+++ Data in this exercise +++
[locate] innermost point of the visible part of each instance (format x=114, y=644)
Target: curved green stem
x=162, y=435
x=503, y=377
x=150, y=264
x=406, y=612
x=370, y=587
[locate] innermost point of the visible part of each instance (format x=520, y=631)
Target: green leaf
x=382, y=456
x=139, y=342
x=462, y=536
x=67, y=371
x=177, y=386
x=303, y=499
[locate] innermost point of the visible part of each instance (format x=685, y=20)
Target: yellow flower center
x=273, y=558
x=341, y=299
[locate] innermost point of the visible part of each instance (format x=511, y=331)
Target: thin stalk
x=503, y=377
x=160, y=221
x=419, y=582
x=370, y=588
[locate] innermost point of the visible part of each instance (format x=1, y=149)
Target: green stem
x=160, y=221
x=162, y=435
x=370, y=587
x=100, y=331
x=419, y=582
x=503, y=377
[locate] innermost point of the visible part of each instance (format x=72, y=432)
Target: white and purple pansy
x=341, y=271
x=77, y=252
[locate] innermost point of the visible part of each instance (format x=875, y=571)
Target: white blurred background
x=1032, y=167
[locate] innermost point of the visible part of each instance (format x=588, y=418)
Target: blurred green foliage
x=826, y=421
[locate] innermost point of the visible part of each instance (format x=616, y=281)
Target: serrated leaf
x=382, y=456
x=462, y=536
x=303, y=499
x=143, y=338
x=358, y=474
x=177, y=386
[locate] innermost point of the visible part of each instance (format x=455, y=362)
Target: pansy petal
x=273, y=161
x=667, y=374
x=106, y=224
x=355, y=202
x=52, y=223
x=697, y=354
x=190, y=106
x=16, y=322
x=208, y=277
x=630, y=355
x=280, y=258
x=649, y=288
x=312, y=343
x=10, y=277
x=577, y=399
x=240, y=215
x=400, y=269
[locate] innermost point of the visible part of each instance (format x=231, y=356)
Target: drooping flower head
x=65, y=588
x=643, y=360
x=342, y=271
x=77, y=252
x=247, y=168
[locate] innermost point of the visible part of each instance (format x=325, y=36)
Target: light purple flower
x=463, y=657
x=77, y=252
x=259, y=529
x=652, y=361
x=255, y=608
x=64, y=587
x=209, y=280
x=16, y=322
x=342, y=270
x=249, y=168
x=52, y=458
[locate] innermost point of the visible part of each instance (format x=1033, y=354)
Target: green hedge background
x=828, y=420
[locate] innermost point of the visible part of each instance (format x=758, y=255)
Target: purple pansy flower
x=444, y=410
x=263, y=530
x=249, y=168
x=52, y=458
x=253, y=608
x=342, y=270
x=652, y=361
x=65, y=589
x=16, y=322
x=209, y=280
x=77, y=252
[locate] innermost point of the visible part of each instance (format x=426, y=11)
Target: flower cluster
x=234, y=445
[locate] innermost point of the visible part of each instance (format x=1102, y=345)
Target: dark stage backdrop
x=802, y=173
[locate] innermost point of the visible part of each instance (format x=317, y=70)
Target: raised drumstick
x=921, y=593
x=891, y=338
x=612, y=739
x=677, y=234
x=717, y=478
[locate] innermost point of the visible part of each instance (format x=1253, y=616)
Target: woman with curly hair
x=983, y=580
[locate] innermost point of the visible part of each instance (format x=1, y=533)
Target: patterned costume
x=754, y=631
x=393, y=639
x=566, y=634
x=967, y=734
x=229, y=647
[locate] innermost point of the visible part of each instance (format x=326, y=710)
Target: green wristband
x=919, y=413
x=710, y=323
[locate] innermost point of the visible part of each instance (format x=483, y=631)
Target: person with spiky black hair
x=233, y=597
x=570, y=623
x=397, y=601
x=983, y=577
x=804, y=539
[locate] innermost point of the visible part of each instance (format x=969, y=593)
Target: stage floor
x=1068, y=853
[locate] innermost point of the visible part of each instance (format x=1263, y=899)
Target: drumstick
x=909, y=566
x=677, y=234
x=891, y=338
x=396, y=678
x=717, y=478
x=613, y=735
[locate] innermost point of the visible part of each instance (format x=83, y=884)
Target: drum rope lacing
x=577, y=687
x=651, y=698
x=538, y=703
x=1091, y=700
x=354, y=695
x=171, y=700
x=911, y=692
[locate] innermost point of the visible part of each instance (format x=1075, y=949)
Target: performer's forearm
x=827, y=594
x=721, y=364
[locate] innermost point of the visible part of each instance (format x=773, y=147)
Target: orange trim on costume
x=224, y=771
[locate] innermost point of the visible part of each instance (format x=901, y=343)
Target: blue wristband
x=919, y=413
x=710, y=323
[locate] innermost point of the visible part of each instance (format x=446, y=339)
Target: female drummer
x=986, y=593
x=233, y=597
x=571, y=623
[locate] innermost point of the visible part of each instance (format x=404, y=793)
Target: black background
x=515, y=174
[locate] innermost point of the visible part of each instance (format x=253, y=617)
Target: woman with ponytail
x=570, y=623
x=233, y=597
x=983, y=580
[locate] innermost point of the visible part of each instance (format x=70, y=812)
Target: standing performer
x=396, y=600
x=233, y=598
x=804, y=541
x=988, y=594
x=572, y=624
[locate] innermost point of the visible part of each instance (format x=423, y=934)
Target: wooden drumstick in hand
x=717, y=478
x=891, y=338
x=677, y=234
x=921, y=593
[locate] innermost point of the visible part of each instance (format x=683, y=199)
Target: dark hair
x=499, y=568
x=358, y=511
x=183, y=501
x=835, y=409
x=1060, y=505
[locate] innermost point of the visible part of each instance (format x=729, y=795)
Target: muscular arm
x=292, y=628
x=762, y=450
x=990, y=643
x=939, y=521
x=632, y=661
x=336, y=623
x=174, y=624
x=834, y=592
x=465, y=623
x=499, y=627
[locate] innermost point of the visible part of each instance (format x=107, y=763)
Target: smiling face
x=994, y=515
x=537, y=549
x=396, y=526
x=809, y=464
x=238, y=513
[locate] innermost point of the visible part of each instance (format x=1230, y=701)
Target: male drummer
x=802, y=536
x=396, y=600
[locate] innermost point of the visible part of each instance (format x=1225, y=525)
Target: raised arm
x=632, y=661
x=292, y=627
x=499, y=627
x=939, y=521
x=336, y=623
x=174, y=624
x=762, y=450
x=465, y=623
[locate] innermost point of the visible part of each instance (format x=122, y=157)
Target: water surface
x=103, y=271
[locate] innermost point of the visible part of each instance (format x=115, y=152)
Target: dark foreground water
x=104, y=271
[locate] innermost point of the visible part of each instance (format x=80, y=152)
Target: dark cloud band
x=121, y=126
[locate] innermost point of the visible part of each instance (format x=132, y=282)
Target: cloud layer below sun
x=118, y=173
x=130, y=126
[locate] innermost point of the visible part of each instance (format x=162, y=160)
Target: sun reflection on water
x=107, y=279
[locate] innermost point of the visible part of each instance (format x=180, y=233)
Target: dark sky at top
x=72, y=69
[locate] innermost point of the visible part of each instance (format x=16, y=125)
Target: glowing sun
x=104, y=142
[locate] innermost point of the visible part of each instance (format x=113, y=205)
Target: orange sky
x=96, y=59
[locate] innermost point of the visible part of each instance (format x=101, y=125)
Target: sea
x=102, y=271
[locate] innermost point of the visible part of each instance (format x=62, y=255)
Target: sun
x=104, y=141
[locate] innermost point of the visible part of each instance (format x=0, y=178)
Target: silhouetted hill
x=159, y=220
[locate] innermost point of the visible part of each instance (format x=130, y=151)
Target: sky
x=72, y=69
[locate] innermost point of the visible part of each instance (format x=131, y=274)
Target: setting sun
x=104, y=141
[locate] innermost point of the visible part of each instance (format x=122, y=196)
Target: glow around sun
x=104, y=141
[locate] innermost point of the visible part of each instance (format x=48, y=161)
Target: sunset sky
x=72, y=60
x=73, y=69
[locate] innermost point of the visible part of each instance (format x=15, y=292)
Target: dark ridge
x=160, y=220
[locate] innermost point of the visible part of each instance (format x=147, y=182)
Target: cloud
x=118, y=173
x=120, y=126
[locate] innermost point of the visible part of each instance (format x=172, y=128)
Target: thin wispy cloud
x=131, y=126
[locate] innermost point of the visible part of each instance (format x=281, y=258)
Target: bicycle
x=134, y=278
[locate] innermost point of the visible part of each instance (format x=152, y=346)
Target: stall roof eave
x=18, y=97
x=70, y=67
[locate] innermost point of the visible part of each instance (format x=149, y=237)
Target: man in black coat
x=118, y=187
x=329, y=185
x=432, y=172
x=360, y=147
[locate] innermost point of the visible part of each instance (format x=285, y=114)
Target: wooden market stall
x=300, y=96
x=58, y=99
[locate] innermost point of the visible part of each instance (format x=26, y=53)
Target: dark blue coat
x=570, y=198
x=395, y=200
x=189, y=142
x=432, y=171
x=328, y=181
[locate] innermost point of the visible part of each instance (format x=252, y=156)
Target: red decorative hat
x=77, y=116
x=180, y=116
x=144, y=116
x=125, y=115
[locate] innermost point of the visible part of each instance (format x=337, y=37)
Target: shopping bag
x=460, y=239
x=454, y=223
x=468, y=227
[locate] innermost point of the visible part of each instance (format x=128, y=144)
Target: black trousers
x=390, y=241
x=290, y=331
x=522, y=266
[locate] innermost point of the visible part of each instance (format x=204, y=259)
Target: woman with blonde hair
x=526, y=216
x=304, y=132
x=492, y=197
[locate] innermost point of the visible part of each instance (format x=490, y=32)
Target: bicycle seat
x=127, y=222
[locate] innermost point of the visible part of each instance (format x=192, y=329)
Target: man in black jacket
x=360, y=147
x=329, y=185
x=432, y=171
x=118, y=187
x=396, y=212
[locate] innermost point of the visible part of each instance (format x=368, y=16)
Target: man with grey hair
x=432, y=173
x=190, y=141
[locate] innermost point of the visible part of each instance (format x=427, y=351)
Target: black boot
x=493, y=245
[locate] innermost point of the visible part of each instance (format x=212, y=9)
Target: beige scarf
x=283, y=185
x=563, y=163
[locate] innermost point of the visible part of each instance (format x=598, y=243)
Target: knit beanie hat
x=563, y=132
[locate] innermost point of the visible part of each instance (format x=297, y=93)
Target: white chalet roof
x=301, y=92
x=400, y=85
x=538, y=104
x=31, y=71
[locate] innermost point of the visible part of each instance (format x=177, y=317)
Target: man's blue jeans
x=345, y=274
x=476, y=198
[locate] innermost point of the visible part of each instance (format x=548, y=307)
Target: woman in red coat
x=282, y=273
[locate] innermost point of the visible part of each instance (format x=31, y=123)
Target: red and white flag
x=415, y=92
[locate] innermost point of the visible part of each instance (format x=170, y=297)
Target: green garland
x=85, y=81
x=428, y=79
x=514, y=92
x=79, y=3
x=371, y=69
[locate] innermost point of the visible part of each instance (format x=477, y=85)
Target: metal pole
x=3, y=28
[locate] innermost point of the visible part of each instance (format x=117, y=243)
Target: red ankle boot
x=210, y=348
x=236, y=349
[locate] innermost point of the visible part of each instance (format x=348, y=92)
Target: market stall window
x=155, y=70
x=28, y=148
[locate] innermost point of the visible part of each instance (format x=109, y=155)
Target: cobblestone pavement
+++
Copy the records above word for word, from the line with "(format x=128, y=144)" up to and including the line with "x=371, y=69".

**The reply**.
[locate] innermost point of the visible part of each instance (format x=128, y=144)
Target: black trousers
x=390, y=241
x=290, y=331
x=522, y=266
[locate] innermost point of the visible part of each instance (format x=204, y=259)
Target: woman with blonde hair
x=526, y=216
x=304, y=132
x=492, y=197
[locate] innermost point of the visible part of each instance (format x=490, y=32)
Target: bicycle seat
x=127, y=222
[locate] innermost point of the visible part of each instance (format x=192, y=329)
Target: man in black jacket
x=360, y=147
x=329, y=185
x=432, y=171
x=118, y=187
x=396, y=212
[locate] innermost point of the visible part of each instance (format x=368, y=16)
Target: man with grey hair
x=432, y=173
x=190, y=141
[locate] innermost point of the visible part of each instance (format x=427, y=351)
Target: black boot
x=493, y=245
[locate] innermost point of the visible part of each instance (format x=212, y=9)
Target: beige scarf
x=283, y=185
x=563, y=163
[locate] innermost point of the visible part of each instance (format x=598, y=243)
Target: knit beanie hat
x=563, y=132
[locate] innermost point of the visible part of each instance (format x=297, y=93)
Target: white chalet roof
x=301, y=92
x=400, y=85
x=538, y=104
x=31, y=71
[locate] innermost point of the visible part of each instance (format x=177, y=317)
Target: man's blue jeans
x=345, y=274
x=476, y=198
[locate] innermost point of the visible part of each instance (format x=548, y=307)
Target: woman in red coat
x=282, y=273
[locate] innermost point of the visible part of each instance (format x=31, y=123)
Target: red and white flag
x=415, y=92
[locate] innermost point of the visible part of each instance (format x=170, y=297)
Target: green garland
x=85, y=81
x=428, y=79
x=514, y=92
x=79, y=3
x=371, y=69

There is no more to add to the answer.